Work to complete: Copy out each line of the entries below in which the string "tree" appears.

---

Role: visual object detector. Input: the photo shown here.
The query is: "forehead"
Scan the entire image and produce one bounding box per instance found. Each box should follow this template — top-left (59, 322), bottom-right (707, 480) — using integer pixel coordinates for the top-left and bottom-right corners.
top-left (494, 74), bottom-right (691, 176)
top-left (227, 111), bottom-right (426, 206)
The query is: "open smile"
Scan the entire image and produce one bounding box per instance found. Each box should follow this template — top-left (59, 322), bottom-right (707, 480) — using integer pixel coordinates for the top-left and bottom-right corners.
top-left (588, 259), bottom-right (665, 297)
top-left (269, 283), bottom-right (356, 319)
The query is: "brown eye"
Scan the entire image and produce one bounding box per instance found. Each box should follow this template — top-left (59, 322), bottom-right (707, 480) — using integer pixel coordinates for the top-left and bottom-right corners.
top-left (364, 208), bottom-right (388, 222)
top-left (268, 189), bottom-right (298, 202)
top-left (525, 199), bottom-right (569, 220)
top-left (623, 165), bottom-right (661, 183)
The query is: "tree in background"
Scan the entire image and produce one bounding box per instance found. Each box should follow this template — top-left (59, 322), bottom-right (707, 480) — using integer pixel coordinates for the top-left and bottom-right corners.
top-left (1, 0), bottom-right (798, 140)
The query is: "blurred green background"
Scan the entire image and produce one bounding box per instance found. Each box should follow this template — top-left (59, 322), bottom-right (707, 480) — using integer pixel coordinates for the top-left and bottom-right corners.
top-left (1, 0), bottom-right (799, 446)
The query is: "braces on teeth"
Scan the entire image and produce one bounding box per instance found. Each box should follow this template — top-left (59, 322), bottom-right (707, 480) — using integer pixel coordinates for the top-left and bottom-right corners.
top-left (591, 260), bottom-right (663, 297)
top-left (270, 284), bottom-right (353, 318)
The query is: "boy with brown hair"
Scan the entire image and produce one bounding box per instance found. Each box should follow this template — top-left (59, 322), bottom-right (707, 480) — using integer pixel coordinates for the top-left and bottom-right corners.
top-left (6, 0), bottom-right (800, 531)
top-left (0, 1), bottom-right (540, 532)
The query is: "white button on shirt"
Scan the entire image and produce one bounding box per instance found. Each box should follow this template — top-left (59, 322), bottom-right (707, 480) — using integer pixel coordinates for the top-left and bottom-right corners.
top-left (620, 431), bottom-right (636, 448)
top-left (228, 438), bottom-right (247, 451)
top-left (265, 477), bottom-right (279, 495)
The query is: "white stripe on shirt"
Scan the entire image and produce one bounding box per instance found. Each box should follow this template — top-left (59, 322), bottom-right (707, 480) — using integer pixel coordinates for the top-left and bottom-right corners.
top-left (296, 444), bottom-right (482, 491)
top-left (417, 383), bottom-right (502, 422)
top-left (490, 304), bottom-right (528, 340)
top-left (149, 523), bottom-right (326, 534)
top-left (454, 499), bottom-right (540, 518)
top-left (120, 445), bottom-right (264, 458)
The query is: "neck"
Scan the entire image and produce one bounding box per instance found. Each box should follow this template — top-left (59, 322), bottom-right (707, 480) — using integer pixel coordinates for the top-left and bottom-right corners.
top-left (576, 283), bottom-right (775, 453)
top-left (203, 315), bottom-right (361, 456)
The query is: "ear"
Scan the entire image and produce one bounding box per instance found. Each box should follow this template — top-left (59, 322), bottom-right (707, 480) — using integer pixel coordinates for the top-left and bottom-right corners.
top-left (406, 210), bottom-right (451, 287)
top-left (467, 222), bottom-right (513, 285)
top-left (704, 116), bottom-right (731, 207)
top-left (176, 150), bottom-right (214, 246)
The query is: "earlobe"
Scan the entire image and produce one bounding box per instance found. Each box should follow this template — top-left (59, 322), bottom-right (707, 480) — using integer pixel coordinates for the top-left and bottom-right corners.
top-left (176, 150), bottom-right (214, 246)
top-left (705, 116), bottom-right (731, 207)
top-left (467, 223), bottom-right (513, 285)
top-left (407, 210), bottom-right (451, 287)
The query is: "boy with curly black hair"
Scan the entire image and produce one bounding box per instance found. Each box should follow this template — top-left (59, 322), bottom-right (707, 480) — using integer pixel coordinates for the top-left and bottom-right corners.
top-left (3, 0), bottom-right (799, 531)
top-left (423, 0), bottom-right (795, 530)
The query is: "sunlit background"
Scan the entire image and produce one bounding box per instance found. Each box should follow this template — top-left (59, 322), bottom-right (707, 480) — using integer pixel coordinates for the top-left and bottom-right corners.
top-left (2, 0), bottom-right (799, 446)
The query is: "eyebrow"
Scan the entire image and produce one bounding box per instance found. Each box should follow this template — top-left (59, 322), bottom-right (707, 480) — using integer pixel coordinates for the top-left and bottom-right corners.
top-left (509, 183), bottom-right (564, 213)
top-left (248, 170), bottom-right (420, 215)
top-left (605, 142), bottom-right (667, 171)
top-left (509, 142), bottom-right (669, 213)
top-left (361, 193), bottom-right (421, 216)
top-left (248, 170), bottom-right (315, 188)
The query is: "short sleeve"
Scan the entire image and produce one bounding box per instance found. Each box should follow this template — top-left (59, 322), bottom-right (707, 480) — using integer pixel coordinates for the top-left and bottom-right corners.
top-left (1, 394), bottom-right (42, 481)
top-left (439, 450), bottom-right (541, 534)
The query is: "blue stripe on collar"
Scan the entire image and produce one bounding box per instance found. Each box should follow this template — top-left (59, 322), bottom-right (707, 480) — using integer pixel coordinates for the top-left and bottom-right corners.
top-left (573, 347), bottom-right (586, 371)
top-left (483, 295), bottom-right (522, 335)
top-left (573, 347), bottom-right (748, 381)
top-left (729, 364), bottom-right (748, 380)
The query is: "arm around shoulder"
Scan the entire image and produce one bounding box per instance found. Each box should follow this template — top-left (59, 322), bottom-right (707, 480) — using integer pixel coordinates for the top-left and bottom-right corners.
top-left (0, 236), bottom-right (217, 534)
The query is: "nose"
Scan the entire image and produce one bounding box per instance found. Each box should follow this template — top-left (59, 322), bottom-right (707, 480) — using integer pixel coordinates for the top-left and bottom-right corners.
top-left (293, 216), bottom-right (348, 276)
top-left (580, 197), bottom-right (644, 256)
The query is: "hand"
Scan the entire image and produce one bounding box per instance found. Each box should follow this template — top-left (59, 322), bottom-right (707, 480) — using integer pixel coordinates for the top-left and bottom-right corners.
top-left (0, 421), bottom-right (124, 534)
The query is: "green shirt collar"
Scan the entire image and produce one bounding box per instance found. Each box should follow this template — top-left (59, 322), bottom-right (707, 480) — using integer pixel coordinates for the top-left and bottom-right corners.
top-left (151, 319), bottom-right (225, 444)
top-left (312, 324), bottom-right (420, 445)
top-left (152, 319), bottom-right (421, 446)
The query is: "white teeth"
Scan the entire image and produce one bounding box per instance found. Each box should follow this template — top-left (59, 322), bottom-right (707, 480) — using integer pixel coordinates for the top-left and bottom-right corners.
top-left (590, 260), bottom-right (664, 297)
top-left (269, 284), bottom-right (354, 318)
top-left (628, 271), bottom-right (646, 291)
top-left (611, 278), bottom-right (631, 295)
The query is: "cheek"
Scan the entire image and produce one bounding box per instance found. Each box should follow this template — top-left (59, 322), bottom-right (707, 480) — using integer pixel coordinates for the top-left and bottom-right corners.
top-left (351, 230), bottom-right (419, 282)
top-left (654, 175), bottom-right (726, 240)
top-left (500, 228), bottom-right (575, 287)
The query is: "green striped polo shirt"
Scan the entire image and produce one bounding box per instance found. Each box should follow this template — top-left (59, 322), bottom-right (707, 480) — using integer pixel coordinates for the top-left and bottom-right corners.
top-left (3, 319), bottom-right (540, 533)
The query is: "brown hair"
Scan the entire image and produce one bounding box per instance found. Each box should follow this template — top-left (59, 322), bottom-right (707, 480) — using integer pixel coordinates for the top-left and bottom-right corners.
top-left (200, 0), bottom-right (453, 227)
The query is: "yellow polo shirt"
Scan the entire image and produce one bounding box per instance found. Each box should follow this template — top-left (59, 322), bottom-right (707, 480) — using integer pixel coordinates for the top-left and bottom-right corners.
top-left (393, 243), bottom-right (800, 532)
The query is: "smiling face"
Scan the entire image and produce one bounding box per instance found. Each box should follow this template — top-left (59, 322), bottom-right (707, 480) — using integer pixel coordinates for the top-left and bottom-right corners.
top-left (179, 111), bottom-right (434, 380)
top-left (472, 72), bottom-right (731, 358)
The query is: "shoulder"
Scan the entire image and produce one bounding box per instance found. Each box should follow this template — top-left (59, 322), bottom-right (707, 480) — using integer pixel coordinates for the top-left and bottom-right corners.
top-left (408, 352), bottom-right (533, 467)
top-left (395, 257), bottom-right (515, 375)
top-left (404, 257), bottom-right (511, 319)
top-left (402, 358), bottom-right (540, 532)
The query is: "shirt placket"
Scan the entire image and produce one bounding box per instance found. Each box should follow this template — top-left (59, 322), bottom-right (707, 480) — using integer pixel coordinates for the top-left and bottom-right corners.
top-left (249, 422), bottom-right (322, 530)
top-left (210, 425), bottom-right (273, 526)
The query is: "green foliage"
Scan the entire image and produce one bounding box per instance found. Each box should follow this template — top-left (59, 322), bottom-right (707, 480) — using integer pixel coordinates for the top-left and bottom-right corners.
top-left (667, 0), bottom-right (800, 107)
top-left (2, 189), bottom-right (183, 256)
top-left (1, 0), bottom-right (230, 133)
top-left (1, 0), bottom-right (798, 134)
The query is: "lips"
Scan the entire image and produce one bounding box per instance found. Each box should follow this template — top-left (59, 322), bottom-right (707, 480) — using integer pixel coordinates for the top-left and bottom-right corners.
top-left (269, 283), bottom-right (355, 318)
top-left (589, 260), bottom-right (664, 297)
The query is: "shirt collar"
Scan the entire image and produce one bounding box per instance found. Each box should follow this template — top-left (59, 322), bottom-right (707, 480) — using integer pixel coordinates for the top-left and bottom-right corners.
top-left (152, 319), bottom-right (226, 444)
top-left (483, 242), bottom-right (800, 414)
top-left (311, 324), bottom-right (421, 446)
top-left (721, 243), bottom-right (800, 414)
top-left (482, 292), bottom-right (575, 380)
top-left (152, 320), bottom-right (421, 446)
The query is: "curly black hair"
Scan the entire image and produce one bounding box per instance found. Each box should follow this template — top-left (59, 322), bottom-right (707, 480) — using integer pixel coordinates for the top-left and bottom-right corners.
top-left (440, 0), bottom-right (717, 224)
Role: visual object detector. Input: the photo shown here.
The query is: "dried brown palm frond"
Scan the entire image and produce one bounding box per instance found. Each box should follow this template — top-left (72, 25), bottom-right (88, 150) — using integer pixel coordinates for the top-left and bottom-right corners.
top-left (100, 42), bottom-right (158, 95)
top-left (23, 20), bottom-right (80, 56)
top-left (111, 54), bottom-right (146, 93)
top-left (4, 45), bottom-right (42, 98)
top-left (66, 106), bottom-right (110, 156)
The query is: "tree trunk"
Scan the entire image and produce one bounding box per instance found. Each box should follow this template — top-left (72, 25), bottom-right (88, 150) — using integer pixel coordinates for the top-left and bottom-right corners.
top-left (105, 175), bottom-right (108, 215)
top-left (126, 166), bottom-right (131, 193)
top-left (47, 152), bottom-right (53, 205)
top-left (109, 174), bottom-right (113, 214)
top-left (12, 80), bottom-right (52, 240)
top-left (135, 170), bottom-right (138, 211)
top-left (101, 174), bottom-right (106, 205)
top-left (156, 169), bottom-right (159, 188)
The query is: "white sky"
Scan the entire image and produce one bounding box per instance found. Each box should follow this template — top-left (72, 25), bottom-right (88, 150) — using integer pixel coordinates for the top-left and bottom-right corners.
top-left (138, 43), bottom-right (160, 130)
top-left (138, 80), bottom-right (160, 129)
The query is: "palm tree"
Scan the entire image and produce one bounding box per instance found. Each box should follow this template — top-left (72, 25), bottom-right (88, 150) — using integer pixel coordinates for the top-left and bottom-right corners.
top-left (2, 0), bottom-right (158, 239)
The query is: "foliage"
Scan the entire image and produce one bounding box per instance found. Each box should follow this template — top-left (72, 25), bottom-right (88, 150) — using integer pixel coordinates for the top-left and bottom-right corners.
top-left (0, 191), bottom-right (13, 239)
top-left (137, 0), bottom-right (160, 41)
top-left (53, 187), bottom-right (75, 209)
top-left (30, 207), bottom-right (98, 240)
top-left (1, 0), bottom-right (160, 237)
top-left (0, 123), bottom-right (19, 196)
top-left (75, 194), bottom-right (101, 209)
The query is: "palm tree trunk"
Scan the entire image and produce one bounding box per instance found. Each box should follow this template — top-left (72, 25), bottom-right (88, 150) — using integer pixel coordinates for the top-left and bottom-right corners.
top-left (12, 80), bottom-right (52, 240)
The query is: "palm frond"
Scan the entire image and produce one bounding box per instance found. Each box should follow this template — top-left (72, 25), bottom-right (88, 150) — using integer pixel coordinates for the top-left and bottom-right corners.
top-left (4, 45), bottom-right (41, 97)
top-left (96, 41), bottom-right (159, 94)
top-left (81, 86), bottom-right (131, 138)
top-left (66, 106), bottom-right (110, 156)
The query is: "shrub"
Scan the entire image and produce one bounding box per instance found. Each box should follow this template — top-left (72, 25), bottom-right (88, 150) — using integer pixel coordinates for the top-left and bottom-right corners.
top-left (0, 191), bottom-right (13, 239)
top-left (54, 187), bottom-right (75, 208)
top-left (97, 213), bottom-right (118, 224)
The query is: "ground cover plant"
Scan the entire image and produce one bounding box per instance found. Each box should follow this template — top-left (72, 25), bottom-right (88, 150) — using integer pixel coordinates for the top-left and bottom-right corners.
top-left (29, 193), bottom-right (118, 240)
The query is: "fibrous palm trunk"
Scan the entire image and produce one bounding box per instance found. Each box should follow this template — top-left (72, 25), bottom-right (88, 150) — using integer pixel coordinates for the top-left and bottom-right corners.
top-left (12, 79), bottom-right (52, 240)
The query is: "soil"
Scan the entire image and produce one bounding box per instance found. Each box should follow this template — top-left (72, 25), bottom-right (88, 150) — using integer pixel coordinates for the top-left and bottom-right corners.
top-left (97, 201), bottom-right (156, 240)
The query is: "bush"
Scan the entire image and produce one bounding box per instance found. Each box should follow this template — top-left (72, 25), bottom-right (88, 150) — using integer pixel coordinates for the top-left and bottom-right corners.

---

Answer box:
The query is: "tree in background"
The query is: "tree trunk"
The query is: "palm tree"
The query is: "palm tree trunk"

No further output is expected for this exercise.